• TUJUAN TUGAS:
1) Ambil kutipan persis dari artikel tafsir Surah Al-Kahfi, mulai pada kata-kata yang memuat "Terjemahan dan Tafsir Al-Qur’an Surah" dan berhenti setelah "Kami buatkan ladang.".
2) Jawab pertanyaan berikut berdasarkan artikel tafsir Surah Al-Kahfi:
(a) Menurut pengantar artikel, apa yang tidak dipercayai pemilik kebun terhadap saudaranya yang mukmin?
(b) Dalam terjemahan ayat 32, dengan apa kedua kebun anggur itu dikelilingi?
(c) Menurut Tafsir Jalalain, ladang di antara kedua kebun itu khusus menghasilkan apa?
3) Tuliskan lanjutan artikel tafsir Surah Al-Kahfi ayat 32-36, dimulai setelah kalimat terakhir yang ditampilkan.

Surah Al-Kahfi Ayat 32-36; Terjemahan dan Tafsir Al-Qur’an

Surah Al-Kahfi aya 32-36

Pecihitam.org – Kandungan Surah Al-Kahfi Ayat 32-36 ini, mengungkapkan ucapan pemilik kebun itu kepada saudaranya yang mukmin tentang ketidakpercayaannya bahwa hari kiamat itu akan datang. Sekiranya hari kiamat itu datang dan dia dikembalikan kepada Tuhan, dia tentu akan kembali mendapatkan yang lebih baik daripada kebun-kebun yang dimilikinya di dunia ini.

Pecihitam.org, dapat Istiqomah melahirkan artikel-artikel keislaman dengan adanya jaringan penulis dan tim editor yang bisa menulis secara rutin. Kamu dapat berpartisipasi dalam Literasi Dakwah Islam ini dengan ikut menyebarkan artikel ini ke kanal-kanal sosial media kamu atau bahkan kamu bisa ikut Berdonasi.

DONASI SEKARANG

Terjemahan dan Tafsir Al-Qur’an Surah Al-Kahfi ayat 32-36

Surah Al-Kahfi ayat 32
وَاضْرِبْ لَهُم مَّثَلًا رَّجُلَيْنِ جَعَلْنَا لِأَحَدِهِمَا جَنَّتَيْنِ مِنْ أَعْنَابٍ وَحَفَفْنَاهُمَا بِنَخْلٍ وَجَعَلْنَا بَيْنَهُمَا زَرْعًا

Terjemahan: Dan berikanlah kepada mereka sebuah perumpamaan dua orang laki-laki, Kami jadikan bagi seorang di antara keduanya (yang kafir) dua buah kebun anggur dan kami kelilingi kedua kebun itu dengan pohon-pohon korma dan di antara kedua kebun itu Kami buatkan ladang.

Tafsir Jalalain: وَاضْرِبْ (Dan berikanlah) jadikanlah لَهُم (buat mereka) buat orang-orang kafir beserta orang-orang Mukmin مَّثَلًا رَّجُلَيْنِ (sebuah perumpamaan dua orang laki-laki). Lafal َّجُلَيْنِ menjadi Badal daripada lafal َّ ثَلًا, dan lafal رَّجُلَيْنِ dengan lafal-lafal yang sesudahnya berkedudukan sebagai penafsir daripada lafal matsala

جَعَلْنَا لِأَحَدِهِمَا (Kami jadikan bagi seorang di antara keduanya) yakni bagi orang yang kafir بِنَخْلٍ (dua buah kebun) dua buah perkebunan وَجَعَلْنَا بَيْنَهُمَا زَرْعًا (anggur dan Kami kelilingi kedua kebun itu dengan pohon-pohon kurma dan di antara kedua kebun itu Kami buatkan ladang) yang khusus menghasilkan makanan pokok.

[Daftar kutipan dari sebuah koleksi]
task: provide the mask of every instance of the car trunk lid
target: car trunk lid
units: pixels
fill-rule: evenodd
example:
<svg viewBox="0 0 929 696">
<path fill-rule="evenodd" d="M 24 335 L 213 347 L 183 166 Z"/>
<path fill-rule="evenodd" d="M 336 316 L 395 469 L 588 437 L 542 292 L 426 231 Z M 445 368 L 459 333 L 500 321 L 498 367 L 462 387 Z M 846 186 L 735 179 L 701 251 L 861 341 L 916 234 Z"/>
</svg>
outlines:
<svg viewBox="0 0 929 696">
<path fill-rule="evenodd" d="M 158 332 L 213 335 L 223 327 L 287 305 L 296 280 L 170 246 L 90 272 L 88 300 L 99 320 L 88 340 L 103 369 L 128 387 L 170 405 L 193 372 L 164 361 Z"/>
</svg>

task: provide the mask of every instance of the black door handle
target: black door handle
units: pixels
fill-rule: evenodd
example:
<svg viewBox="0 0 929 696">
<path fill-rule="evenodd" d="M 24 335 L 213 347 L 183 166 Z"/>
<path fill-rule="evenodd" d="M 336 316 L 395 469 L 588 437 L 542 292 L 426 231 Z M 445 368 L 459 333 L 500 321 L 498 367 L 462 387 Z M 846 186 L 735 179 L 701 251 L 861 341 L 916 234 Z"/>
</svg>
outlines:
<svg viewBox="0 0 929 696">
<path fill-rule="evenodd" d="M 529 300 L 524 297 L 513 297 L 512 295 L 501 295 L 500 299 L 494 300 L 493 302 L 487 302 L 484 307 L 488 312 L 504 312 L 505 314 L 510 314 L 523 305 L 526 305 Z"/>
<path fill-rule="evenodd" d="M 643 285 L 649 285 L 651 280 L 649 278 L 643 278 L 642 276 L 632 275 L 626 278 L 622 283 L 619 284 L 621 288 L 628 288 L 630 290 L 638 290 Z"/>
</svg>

---

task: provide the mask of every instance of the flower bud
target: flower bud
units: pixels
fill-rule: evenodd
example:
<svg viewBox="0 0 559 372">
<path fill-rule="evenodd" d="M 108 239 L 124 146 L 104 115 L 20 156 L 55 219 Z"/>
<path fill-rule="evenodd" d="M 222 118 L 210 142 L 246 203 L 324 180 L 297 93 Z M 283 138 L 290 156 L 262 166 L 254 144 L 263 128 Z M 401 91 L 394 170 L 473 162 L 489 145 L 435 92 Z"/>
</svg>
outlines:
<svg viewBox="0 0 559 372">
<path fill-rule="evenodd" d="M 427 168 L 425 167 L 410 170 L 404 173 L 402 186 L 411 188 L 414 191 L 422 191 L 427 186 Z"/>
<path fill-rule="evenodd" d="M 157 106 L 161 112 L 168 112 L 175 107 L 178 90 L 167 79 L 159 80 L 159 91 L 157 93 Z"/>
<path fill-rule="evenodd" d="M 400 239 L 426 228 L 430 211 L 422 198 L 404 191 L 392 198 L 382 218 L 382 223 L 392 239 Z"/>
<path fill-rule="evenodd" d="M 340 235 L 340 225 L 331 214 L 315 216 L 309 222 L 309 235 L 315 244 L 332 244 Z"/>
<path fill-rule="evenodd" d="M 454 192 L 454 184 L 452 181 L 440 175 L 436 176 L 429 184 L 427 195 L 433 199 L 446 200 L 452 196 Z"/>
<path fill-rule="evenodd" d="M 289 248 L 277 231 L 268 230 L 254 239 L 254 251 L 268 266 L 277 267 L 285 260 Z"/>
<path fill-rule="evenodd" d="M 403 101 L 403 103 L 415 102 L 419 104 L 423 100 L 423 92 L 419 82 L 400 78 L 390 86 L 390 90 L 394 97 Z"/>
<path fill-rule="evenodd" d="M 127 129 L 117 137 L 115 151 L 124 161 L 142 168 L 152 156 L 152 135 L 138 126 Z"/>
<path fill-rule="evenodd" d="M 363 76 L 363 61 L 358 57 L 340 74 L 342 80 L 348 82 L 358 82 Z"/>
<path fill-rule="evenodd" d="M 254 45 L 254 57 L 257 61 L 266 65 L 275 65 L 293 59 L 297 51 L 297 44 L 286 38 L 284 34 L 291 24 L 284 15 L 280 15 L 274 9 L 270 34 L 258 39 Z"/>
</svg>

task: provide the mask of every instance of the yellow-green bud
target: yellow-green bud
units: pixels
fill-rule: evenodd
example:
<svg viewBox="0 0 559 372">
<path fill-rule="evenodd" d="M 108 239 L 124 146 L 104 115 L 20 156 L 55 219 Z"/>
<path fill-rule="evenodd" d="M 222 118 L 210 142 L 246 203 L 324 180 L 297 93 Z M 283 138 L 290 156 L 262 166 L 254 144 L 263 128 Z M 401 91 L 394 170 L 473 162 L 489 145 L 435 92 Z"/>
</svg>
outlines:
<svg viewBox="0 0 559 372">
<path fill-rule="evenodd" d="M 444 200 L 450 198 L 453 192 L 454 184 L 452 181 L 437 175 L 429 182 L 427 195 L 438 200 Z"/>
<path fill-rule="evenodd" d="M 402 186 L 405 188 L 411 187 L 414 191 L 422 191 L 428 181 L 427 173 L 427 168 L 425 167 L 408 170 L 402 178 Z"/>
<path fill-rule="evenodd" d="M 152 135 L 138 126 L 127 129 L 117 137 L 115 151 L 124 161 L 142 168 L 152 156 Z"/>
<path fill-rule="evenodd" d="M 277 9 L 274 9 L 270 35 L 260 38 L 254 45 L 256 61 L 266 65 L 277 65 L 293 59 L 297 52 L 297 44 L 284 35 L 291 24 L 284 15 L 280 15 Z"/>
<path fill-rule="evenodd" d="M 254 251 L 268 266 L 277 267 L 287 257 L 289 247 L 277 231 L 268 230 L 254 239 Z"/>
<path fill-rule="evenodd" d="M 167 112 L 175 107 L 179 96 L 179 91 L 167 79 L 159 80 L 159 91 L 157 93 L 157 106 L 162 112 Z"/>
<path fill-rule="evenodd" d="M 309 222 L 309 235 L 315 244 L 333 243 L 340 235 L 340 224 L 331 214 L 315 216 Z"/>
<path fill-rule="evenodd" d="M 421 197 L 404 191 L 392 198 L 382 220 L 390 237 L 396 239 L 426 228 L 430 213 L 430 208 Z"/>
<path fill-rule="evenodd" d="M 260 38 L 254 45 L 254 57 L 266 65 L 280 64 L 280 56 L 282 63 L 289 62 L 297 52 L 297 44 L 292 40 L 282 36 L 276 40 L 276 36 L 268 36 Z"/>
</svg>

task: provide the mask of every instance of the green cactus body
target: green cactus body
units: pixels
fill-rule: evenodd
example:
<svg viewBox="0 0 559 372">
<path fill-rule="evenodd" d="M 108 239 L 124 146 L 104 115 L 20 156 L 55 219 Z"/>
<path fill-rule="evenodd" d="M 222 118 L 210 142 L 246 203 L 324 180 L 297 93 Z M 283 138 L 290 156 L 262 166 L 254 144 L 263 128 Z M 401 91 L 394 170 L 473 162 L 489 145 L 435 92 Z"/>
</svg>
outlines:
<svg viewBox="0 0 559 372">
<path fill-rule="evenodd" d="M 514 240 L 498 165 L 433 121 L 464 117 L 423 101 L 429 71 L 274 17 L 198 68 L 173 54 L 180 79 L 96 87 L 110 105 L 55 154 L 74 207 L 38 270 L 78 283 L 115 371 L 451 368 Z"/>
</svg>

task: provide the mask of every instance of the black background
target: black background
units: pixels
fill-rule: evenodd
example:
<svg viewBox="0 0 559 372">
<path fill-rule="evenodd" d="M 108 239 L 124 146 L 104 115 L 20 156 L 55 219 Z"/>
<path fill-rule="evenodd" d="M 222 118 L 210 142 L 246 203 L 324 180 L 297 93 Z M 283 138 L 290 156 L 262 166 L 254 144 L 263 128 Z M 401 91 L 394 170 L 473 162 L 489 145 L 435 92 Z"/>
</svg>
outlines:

* * *

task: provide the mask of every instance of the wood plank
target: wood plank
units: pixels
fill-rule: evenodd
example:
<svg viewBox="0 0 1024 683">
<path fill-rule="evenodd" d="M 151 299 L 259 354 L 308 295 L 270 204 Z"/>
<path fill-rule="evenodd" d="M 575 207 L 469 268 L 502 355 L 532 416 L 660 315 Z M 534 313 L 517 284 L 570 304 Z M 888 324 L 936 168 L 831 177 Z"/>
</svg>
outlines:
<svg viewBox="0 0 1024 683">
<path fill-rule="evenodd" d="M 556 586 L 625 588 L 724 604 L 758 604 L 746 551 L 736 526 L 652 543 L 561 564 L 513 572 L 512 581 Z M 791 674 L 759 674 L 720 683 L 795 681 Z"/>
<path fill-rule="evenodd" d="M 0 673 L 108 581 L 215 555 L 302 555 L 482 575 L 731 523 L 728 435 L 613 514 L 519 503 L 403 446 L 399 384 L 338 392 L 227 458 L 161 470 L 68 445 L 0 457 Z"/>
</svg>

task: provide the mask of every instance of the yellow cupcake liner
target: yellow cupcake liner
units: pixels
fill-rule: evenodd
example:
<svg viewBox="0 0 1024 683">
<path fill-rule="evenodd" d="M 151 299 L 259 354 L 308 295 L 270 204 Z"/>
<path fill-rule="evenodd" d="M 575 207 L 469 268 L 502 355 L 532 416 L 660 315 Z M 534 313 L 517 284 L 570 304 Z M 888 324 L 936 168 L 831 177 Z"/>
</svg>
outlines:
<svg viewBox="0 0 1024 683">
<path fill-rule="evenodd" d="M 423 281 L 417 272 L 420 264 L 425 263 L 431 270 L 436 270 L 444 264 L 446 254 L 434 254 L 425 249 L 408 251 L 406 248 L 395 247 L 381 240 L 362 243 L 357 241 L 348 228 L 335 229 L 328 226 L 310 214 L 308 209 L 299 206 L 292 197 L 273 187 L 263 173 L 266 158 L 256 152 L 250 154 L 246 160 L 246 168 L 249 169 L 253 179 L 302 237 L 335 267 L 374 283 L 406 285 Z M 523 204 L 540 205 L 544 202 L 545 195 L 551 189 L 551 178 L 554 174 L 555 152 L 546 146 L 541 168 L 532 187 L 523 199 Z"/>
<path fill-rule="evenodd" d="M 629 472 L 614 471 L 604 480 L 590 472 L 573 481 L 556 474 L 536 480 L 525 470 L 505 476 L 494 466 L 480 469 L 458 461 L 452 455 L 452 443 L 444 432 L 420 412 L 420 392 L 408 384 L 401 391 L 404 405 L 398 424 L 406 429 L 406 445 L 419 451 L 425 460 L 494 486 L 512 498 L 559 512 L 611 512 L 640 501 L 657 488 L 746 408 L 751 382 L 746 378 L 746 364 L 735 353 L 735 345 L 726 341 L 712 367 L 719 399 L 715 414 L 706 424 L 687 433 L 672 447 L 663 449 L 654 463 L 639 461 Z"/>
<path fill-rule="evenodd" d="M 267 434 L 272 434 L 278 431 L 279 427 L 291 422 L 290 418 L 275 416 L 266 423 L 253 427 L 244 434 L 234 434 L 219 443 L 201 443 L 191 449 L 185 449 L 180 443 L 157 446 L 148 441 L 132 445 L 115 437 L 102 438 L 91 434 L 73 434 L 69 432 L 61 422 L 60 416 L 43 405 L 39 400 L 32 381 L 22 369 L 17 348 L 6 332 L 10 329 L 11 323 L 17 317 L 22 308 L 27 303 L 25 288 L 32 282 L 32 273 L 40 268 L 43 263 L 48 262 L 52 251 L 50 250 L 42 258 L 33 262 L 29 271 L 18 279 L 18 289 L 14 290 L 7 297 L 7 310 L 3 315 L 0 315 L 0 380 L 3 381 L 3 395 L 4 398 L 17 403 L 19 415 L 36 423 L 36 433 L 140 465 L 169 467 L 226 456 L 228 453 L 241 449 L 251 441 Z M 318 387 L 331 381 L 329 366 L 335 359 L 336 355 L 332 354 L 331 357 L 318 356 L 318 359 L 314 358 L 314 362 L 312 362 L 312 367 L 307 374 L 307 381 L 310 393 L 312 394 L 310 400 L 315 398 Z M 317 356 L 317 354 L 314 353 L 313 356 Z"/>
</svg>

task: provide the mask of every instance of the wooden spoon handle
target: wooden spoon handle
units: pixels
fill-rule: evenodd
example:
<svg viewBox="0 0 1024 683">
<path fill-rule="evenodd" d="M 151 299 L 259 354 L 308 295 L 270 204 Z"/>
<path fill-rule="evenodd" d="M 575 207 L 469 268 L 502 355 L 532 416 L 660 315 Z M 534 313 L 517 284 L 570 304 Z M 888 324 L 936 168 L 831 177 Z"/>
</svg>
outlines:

• SOAL TERJAWAB:
1)
Terjemahan dan Tafsir Al-Qur’an Surah Al-Kahfi ayat 32-36

Surah Al-Kahfi ayat 32
وَاضْرِبْ لَهُم مَّثَلًا رَّجُلَيْنِ جَعَلْنَا لِأَحَدِهِمَا جَنَّتَيْنِ مِنْ أَعْنَابٍ وَحَفَفْنَاهُمَا بِنَخْلٍ وَجَعَلْنَا بَيْنَهُمَا زَرْعًا

Terjemahan: Dan berikanlah kepada mereka sebuah perumpamaan dua orang laki-laki, Kami jadikan bagi seorang di antara keduanya (yang kafir) dua buah kebun anggur dan kami kelilingi kedua kebun itu dengan pohon-pohon korma dan di antara kedua kebun itu Kami buatkan ladang.

2)
(a) Bahwa hari kiamat itu akan datang.
(b) Dengan pohon-pohon korma.
(c) Makanan pokok.

3)
Tafsir Ibnu Katsir: Setelah bercerita tentang orang-orang musyrik yang sombong lagi enggan untuk duduk bersama kaum muslimin yang lemah dan miskin, dan yang membanggakan diri atas mereka dengan harta kekayaan dan kedudukan mereka,

maka Allah; berfirman seraya memberikan perumpamaan bagi kedua kelompok orang di atas dengan dua orang yang salah seorang dari keduanya diberi oleh Allah dua kebun anggur yang dikelilingi oleh pohon-pohon kurma. Di celah-celah kedua kebun tersebut terdapat ladang, yang semua pohon dan tanaman dipenuhi dengan buah yang sangat menyenangkan.

Tafsir Kemenag: Dalam ayat ini, dua orang laki-laki dijadikan Allah sebagai per-umpamaan untuk menjelaskan kepada para pemuka musyrik yang kaya itu tentang perbedaan antara iman dan kufur, atau antara hamba yang mulia di sisi-Nya dengan yang hina. Ulama berbeda pendapat, apakah cerita dalam ayat ini hanya perumpamaan saja, tidak ada dalam kenyataan sejarah, atau hal ini merupakan kisah nyata.

Mereka yang berpendapat bahwa kisah ini merupakan kisah nyata berbeda tentang siapa yang dimaksudkan dengan dua orang ini. Menurut riwayat yang disebutkan Imam al-Qurthubi, ada yang mengatakan kedua laki-laki itu adalah penduduk Mekah dari kabilah Bani Makhzum.

Mereka berdua bersaudara, yang mukmin bernama Yahuza dan yang kafir bernama Qurthus. Keduanya semula bersama-sama dalam suatu usaha, kemudian berpisah dan membagi kekayaan mereka. Masing-masing menerima ribuan dinar.

Yahuza menggunakan uangnya seribu dinar untuk membebaskan budak, seribu dinar untuk membelikan makanan bagi orang-orang yang terlantar, dan seribu dinar untuk membelikan pakaian orang-orang yang lapar.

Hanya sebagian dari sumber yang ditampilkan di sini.